### Work instruction
In the text on the health services and Brexit below, reproduce word for word the passage between "Matthew Paris in" and "talking about Brexit?", inclusive.

For those of us in the Health Services this is the most important issue facing us all, and yet all our options in voting are dishonest.. I would like to know it was built on a rock before I die, but increasingly this looks less likely. Issues such as GP indemnity and recruitment are brushed under the carpet. Professional leaving the health services are forgotten or ignored. Exit interviews are virtually unknown. Honesty is dying, and the infantile approach of the media lets politicians off the hook on ideological issues. (Such as whether we can afford care, and new methods of funding).
Matthew Paris in the Times 27th May opines: May won’t say it but Brexit is all that matters – It’s time the PM talked about the most pressing issue the country faces — and helped restore her damaged reputation
….What the hell are we doing having a general election just as the British government embarks on decisions about our nation’s future that will define the country we leave to our successors — without talking about Brexit?

Entries drawn from a collection
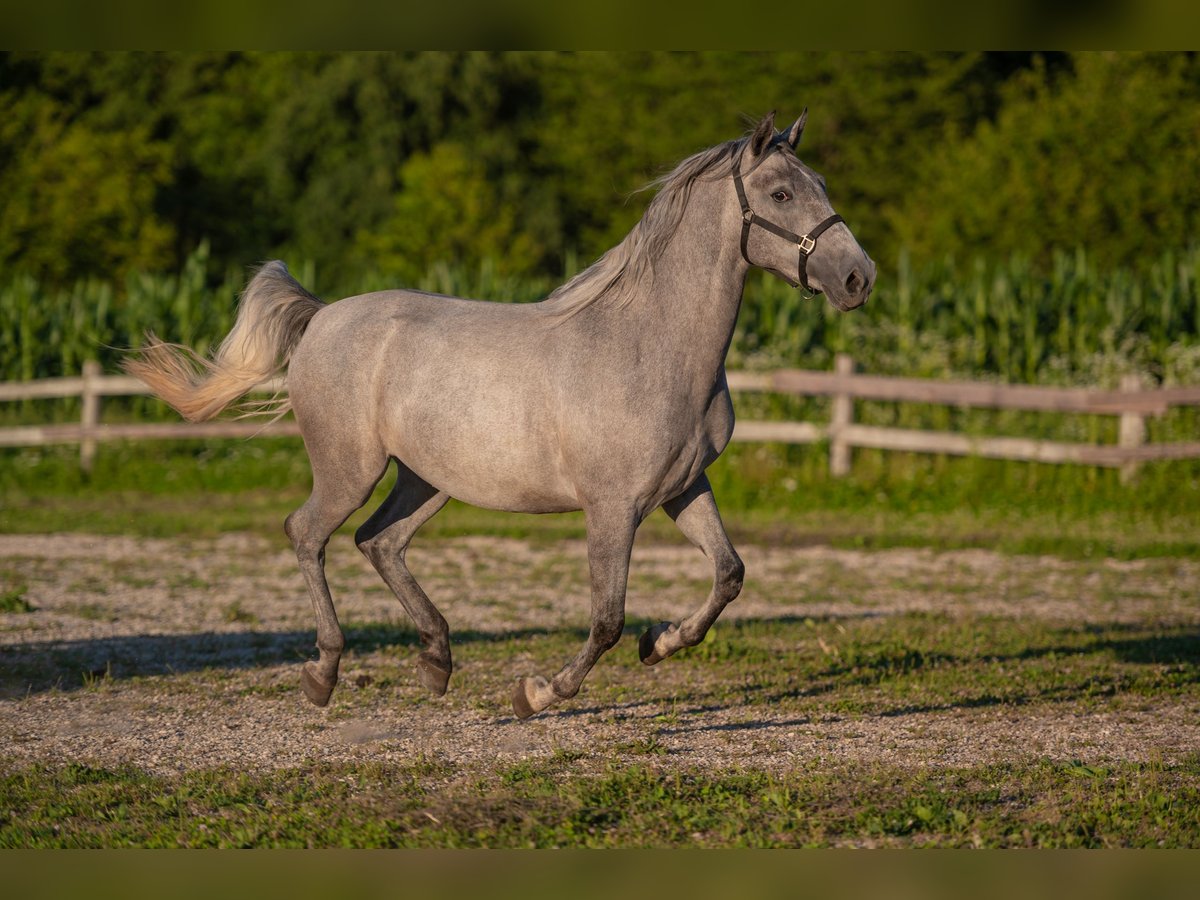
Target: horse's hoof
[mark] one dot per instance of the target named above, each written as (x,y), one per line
(651,648)
(435,678)
(527,696)
(313,688)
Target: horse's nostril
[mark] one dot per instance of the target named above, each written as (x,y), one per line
(855,282)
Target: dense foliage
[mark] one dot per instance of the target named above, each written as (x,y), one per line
(112,162)
(1033,215)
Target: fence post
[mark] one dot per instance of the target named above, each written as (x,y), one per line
(841,414)
(1132,430)
(90,414)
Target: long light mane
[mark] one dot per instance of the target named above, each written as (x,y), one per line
(617,275)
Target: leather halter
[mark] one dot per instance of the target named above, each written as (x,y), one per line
(804,243)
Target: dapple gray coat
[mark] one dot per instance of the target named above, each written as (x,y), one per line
(609,396)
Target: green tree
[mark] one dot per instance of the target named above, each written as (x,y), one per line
(447,211)
(1103,159)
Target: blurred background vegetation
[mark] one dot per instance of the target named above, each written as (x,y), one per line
(1033,214)
(1035,219)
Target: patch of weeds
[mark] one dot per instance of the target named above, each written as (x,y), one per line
(89,585)
(237,612)
(93,612)
(645,747)
(180,581)
(13,599)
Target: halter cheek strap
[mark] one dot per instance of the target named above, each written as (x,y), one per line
(804,243)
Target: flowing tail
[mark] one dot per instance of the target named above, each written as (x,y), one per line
(273,315)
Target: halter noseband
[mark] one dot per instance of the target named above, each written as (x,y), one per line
(804,243)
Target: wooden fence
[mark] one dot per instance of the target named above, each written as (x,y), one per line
(1132,403)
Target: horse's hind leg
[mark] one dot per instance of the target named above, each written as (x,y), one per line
(384,540)
(695,513)
(342,480)
(610,543)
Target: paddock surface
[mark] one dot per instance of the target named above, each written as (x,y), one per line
(175,655)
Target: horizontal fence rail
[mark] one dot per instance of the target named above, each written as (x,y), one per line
(1132,403)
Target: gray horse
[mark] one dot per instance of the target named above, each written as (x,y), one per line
(609,396)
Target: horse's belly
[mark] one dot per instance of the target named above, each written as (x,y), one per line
(495,468)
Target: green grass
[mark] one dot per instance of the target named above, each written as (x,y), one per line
(862,671)
(12,599)
(768,493)
(1037,803)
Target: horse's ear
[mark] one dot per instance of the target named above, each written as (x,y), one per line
(763,133)
(793,133)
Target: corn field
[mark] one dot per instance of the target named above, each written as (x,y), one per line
(1074,324)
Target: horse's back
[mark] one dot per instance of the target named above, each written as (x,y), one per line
(460,390)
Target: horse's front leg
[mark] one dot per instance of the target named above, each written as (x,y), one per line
(610,544)
(695,513)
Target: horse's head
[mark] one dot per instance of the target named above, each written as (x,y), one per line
(787,225)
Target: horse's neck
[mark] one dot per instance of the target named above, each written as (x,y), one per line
(691,304)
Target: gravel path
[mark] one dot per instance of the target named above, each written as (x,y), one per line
(190,651)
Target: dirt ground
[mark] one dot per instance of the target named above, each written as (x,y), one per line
(184,654)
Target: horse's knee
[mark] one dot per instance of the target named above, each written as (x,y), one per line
(731,573)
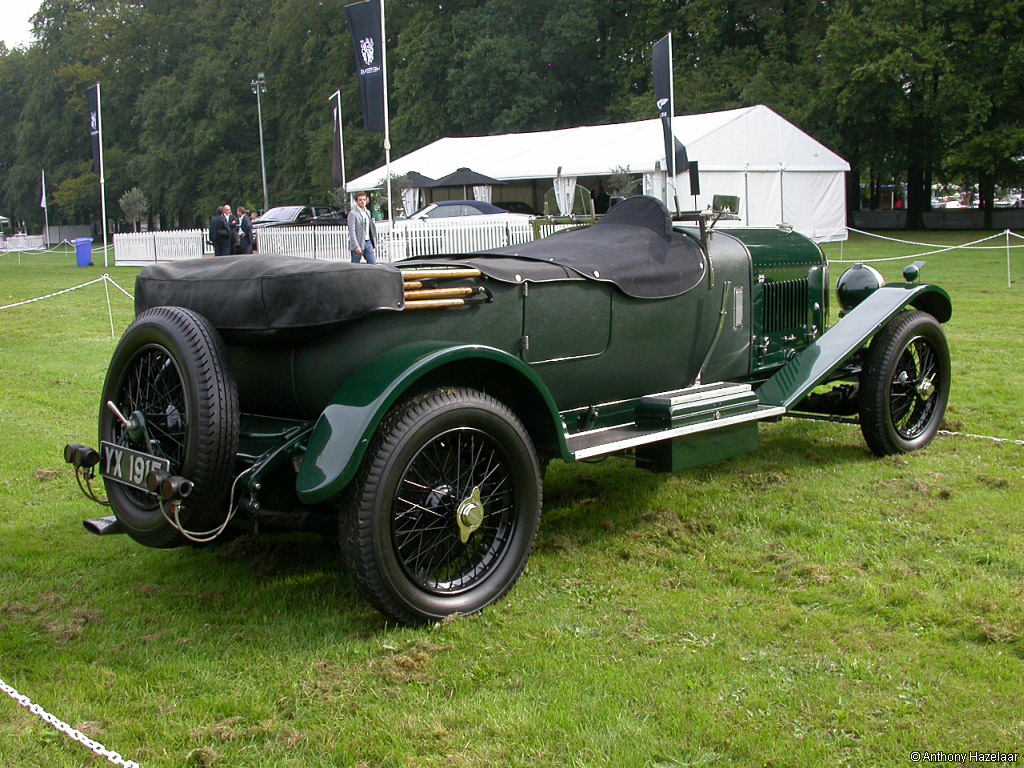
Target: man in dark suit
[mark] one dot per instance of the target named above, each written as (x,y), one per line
(245,230)
(361,231)
(220,231)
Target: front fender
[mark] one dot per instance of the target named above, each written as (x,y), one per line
(343,432)
(798,377)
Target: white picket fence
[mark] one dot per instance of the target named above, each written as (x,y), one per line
(138,249)
(22,243)
(406,240)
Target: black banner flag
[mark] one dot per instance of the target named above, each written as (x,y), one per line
(338,159)
(365,24)
(676,162)
(94,126)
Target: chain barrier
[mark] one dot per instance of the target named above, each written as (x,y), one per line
(73,733)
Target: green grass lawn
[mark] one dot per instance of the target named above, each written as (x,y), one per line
(809,604)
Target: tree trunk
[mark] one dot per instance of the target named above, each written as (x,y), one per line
(986,195)
(915,198)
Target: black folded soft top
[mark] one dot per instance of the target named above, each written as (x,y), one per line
(269,298)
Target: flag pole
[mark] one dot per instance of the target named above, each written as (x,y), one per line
(672,126)
(102,181)
(46,214)
(387,127)
(341,134)
(338,142)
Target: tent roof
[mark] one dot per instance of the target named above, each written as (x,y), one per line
(464,177)
(749,138)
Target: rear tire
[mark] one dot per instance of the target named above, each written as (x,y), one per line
(443,514)
(904,385)
(171,367)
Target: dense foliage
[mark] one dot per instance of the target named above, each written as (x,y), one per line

### Response for this exercise
Matthew Paris in the Times 27th May opines: May won’t say it but Brexit is all that matters – It’s time the PM talked about the most pressing issue the country faces — and helped restore her damaged reputation
….What the hell are we doing having a general election just as the British government embarks on decisions about our nation’s future that will define the country we leave to our successors — without talking about Brexit?